Juan Domingo Perón (Presidente de la Nación)

peron

Trabajadores, hace casi dos años dije desde estos mismos balcones que tenía tres honras en mi vida: la de ser soldado, la de ser un patriota y la de ser el primer trabajador argentino. Hoy a la tarde, el Poder Ejecutivo ha firmado mi solicitud de retiro del servicio activo del Ejército. Con ello, he renunciado voluntariamente al más insigne honor al que puede aspirar un soldado: llevar las palmas y laureles de general de la Nación. Ello lo he hecho porque quiero seguir siendo el coronel Perón, y ponerme con este nombre al servicio integral del auténtico pueblo argentino. Dejo el sagrado y honroso uniforme que me entregó la Patria para vestir la casaca de civil y mezclarme en esa masa sufriente y sudorosa que elabora el trabajo y la grandeza de la Patria.

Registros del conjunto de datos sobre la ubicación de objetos
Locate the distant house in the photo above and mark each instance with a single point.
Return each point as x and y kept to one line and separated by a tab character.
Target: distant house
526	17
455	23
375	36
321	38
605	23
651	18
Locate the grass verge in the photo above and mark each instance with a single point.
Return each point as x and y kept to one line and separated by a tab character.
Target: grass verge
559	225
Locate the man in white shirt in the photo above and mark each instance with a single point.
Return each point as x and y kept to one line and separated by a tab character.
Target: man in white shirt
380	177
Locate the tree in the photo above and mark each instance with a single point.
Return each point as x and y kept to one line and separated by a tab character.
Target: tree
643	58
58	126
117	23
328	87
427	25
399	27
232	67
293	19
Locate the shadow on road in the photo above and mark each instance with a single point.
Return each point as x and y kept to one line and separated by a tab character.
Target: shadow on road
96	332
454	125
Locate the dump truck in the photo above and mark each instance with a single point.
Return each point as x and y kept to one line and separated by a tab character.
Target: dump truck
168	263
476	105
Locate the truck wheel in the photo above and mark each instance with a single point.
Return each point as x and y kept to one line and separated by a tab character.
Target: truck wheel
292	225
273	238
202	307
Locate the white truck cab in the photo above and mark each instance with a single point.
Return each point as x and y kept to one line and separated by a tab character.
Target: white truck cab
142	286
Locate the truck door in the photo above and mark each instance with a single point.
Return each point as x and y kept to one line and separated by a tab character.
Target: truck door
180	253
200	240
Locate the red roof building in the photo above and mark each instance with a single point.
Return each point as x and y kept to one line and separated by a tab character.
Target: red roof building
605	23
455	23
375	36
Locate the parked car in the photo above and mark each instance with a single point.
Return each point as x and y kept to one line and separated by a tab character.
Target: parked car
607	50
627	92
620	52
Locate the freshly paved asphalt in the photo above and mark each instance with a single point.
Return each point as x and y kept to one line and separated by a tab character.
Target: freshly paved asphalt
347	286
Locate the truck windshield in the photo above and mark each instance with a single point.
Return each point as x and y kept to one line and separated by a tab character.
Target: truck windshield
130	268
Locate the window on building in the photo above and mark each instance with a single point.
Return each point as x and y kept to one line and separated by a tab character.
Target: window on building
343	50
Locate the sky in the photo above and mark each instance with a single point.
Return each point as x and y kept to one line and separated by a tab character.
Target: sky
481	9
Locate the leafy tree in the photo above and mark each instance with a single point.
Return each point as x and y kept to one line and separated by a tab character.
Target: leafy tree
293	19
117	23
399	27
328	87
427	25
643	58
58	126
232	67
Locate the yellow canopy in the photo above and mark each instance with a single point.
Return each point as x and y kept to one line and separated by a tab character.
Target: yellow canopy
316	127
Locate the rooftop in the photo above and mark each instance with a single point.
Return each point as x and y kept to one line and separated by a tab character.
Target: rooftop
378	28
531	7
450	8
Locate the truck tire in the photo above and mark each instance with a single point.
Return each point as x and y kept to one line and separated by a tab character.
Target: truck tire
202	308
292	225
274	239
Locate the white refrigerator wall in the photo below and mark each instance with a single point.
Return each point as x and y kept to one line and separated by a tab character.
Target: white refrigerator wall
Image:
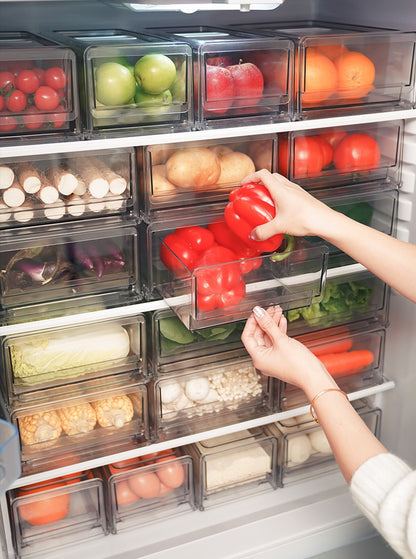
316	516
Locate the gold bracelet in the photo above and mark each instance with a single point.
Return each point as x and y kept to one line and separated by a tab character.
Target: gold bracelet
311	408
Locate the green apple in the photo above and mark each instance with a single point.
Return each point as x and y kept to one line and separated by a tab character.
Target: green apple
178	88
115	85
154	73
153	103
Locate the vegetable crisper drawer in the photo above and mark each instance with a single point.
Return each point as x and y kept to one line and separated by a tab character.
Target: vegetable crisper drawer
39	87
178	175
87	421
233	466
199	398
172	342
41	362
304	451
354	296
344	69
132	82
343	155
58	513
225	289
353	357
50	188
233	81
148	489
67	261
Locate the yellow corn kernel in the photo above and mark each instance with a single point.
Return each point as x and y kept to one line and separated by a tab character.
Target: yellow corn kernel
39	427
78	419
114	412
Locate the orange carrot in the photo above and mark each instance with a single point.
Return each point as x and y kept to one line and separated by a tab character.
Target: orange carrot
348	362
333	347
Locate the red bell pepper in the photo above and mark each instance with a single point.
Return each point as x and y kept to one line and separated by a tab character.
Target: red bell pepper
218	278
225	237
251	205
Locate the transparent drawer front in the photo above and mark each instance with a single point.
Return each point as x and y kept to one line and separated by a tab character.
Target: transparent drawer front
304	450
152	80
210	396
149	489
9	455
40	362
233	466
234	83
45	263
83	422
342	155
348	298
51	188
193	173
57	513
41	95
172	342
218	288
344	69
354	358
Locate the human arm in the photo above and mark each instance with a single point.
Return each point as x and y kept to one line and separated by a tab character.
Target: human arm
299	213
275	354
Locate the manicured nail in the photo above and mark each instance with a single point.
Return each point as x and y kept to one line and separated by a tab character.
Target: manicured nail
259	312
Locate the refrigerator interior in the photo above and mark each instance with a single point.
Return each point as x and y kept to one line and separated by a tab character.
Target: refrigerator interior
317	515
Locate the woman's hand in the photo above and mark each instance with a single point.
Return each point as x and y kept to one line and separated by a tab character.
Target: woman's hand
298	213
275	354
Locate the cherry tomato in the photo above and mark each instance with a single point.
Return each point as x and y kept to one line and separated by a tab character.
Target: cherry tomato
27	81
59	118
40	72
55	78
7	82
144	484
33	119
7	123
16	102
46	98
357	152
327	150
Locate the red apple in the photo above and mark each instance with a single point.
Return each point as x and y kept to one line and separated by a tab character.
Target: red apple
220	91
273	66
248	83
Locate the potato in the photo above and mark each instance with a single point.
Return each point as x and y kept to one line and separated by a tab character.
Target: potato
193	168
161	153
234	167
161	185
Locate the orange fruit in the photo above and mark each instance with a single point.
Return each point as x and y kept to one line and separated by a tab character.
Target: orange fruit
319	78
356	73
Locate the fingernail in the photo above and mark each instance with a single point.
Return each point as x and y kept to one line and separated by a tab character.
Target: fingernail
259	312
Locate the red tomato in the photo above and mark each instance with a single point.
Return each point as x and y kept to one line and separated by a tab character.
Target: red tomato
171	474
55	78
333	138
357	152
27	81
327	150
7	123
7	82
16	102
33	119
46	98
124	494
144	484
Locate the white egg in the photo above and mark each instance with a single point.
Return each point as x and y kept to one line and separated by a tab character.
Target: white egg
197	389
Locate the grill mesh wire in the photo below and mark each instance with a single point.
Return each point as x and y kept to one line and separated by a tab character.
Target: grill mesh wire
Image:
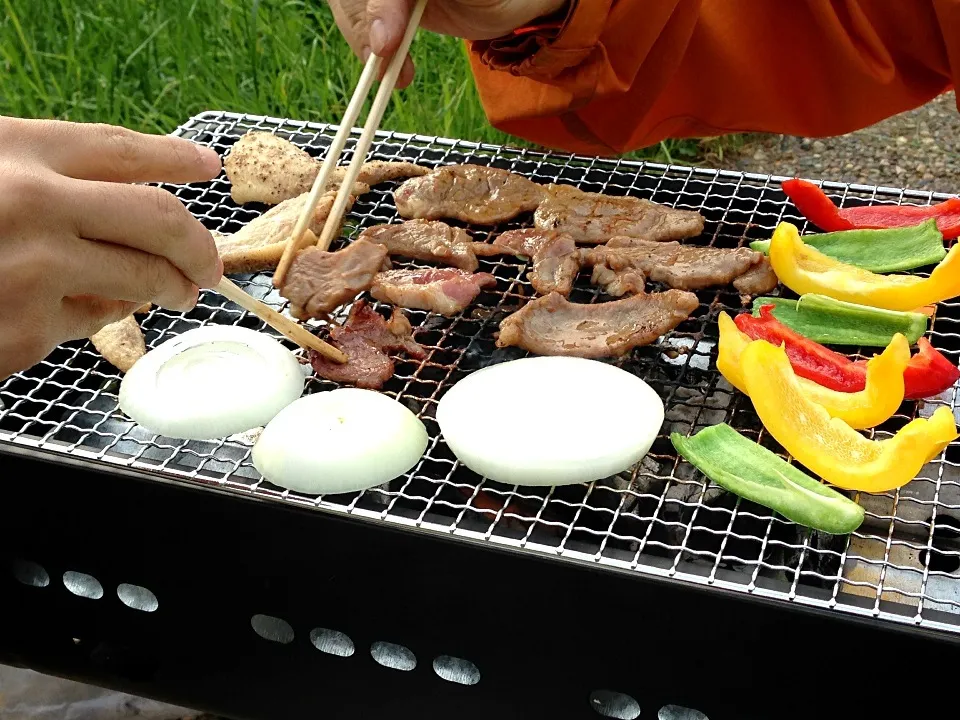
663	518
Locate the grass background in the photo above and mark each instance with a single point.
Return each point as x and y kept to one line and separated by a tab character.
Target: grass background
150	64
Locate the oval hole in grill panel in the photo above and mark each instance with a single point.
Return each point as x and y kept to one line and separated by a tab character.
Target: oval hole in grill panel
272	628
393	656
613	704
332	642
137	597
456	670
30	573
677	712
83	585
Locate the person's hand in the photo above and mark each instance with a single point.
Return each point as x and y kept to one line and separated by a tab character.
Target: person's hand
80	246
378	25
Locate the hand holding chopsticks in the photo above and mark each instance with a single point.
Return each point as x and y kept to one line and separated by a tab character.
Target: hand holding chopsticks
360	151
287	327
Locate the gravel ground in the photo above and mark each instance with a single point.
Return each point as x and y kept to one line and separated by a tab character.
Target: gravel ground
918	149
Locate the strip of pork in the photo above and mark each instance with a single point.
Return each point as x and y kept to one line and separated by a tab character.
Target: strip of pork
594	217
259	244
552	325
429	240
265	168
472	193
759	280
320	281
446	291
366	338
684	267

_CONSIGNA 1_: Enumere las honras que, según el discurso, Perón dijo tener en su vida.
_CONSIGNA 2_: Extraiga del discurso el fragmento que empieza con "Juan Domingo Perón" y sigue hasta "de la Patria.".
Responda basándose únicamente en el discurso.

_RESPUESTA 1_:
- Ser soldado
- Ser un patriota
- Ser el primer trabajador argentino

_RESPUESTA 2_:
Juan Domingo Perón (Presidente de la Nación)

peron

Trabajadores, hace casi dos años dije desde estos mismos balcones que tenía tres honras en mi vida: la de ser soldado, la de ser un patriota y la de ser el primer trabajador argentino. Hoy a la tarde, el Poder Ejecutivo ha firmado mi solicitud de retiro del servicio activo del Ejército. Con ello, he renunciado voluntariamente al más insigne honor al que puede aspirar un soldado: llevar las palmas y laureles de general de la Nación. Ello lo he hecho porque quiero seguir siendo el coronel Perón, y ponerme con este nombre al servicio integral del auténtico pueblo argentino. Dejo el sagrado y honroso uniforme que me entregó la Patria para vestir la casaca de civil y mezclarme en esa masa sufriente y sudorosa que elabora el trabajo y la grandeza de la Patria.